§ Task to complete:
Retyping the records exactly, down to the last line, is the whole job.

§ Items listed in a dataset:
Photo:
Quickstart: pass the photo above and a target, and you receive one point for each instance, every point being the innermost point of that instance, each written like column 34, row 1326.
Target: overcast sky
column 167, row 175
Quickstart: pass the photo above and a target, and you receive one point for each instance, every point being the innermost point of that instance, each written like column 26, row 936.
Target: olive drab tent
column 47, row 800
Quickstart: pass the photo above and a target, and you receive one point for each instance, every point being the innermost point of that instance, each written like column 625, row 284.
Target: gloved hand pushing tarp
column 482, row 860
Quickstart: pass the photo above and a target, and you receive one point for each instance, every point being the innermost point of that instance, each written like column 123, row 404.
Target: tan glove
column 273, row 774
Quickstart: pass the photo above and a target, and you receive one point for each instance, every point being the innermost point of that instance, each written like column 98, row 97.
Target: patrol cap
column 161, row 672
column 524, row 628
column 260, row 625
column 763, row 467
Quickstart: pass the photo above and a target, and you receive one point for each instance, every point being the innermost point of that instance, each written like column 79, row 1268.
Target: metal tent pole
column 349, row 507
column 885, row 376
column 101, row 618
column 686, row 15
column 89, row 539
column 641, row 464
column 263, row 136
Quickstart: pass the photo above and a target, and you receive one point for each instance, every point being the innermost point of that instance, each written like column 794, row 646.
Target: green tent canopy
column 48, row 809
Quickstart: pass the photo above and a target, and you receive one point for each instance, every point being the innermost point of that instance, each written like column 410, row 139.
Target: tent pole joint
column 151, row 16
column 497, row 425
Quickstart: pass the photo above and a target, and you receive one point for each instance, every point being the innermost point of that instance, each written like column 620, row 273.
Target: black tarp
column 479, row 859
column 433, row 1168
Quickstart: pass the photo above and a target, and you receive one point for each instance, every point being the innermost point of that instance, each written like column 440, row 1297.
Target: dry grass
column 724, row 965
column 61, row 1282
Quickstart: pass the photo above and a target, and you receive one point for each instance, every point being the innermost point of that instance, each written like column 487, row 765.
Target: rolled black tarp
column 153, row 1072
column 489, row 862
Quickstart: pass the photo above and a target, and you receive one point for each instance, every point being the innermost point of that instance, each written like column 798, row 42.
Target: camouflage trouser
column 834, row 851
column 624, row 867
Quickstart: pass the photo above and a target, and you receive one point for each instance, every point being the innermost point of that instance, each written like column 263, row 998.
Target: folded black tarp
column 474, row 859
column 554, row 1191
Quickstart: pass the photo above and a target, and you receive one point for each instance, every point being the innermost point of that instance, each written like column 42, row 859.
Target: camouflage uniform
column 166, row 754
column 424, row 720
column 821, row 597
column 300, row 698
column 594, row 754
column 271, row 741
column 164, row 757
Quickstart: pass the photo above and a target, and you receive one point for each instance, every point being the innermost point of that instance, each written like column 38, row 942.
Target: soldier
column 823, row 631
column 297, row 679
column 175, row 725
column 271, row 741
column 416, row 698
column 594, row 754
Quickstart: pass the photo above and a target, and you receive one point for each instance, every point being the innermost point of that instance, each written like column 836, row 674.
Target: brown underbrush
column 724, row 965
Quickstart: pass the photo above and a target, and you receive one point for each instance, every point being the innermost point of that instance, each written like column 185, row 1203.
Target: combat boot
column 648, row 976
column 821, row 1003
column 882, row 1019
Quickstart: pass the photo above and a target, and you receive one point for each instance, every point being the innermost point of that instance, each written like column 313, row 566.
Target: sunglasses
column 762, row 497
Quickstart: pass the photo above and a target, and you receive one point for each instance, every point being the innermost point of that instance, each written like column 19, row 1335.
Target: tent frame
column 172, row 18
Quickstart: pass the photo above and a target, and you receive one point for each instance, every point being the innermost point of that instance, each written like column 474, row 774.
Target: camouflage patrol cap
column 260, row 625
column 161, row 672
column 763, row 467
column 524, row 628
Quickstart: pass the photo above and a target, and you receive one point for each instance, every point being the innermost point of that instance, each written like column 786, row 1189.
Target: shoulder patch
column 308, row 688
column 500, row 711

§ Finished task:
Photo:
Quickstart: pass the photo above and a target, and you receive one point for each instance, every point being the innermost point of that instance, each written like column 34, row 1326.
Target: overcast sky
column 167, row 175
Quickstart: pass the photo above and a target, and you receive one point for each instance, every point being the innermost point of that instance, each written like column 26, row 936.
Target: olive drab tent
column 47, row 800
Quickstart: pass the photo above and a target, and you receive one point for each instance, every point being the innermost point of that instance, each written like column 625, row 284.
Target: gloved hand pushing tarp
column 482, row 860
Quickstart: pass the photo above and a target, and you receive one point for each instance, every point being the innermost point of that instance, each written like column 123, row 404.
Target: tan glove
column 273, row 774
Quickstart: pass the photo above and a target, and you receive one point for each instance, every point being the innermost point of that instance, each written like column 98, row 97.
Target: patrol cap
column 161, row 672
column 524, row 628
column 260, row 625
column 763, row 467
Quickstart: pass the photo above and a target, and you receive one point for each instance, every point being the innermost point of that instance, each written like column 79, row 1268.
Target: metal tent pole
column 349, row 507
column 885, row 376
column 101, row 618
column 686, row 15
column 89, row 539
column 641, row 464
column 263, row 136
Quickstart: pass the photo above and a target, and you receive one point for each instance, every point being the innermost point of that instance, each written like column 794, row 646.
Target: green tent canopy
column 48, row 809
Quickstart: pass the photo above and a target, and you receive one point for each instance, every point being the innermost point of that instance, each written like column 410, row 139.
Target: tent pole joint
column 151, row 16
column 497, row 425
Quickstart: pass the photo above and a target, and you receive one point for each instance, every point being the innermost point of that instance, each written like column 620, row 273.
Target: black tarp
column 479, row 859
column 433, row 1168
Quickstart: pass the photo above and a target, and you receive one point for each instance, every point being the innermost point of that instance, each written like column 440, row 1297.
Target: dry grass
column 724, row 965
column 61, row 1282
Quickstart: pass the photo above and a target, and you receive one point for each instance, every point being the innermost point of that instance, each written like column 487, row 765.
Target: rolled black tarp
column 153, row 1072
column 489, row 862
Quickstart: pass the photo above and a target, and you receive one point for each instance, every point being the innermost point of that instance, each written like column 798, row 42.
Target: camouflage trouser
column 834, row 851
column 624, row 867
Quickstart: pass the photo above and a target, and you receive one point for each instance, every point being the innermost point of that instance, each written like column 263, row 998.
Target: folded black tarp
column 474, row 859
column 554, row 1191
Quickstart: pass the photo above and a target, and you receive one point for each instance, every point being the innermost point of that instance, each written like column 42, row 859.
Target: camouflage uniform
column 166, row 754
column 424, row 720
column 821, row 597
column 300, row 698
column 594, row 754
column 271, row 741
column 164, row 757
Quickstart: pass the photo above and a target, and you receive one point for each instance, every point being the innermost point of that instance, each written like column 38, row 942.
Target: soldier
column 823, row 631
column 297, row 679
column 175, row 725
column 271, row 741
column 416, row 698
column 594, row 754
Quickstart: pass the photo above and a target, and you receive one point for each instance, every point being the innermost point of that instance, each written like column 836, row 674.
Target: brown underbrush
column 724, row 965
Quickstart: pass the photo above and a target, and you receive one point for each instance, every point being the innermost point of that instance, each written like column 185, row 1203.
Target: combat boot
column 648, row 976
column 821, row 1003
column 882, row 1019
Quickstart: pass the photo above and a target, and you receive one point for each instance, every point being the innermost point of that instance, each written like column 313, row 566.
Target: sunglasses
column 762, row 497
Quickstart: pass the photo above and a target, and you receive one point for each instance, every point being the innermost point of that instance, each written like column 19, row 1335.
Target: tent frame
column 172, row 18
Quickstart: pass the photo above and a target, and you receive one point for each instance, every point being the innermost point of that instance, each written like column 474, row 774.
Target: camouflage patrol cap
column 260, row 625
column 161, row 672
column 763, row 467
column 524, row 628
Quickstart: pass the photo above and a target, and you receive one point for each instance, every point being the innermost point of that instance, each written like column 786, row 1189.
Target: shoulder patch
column 308, row 688
column 500, row 711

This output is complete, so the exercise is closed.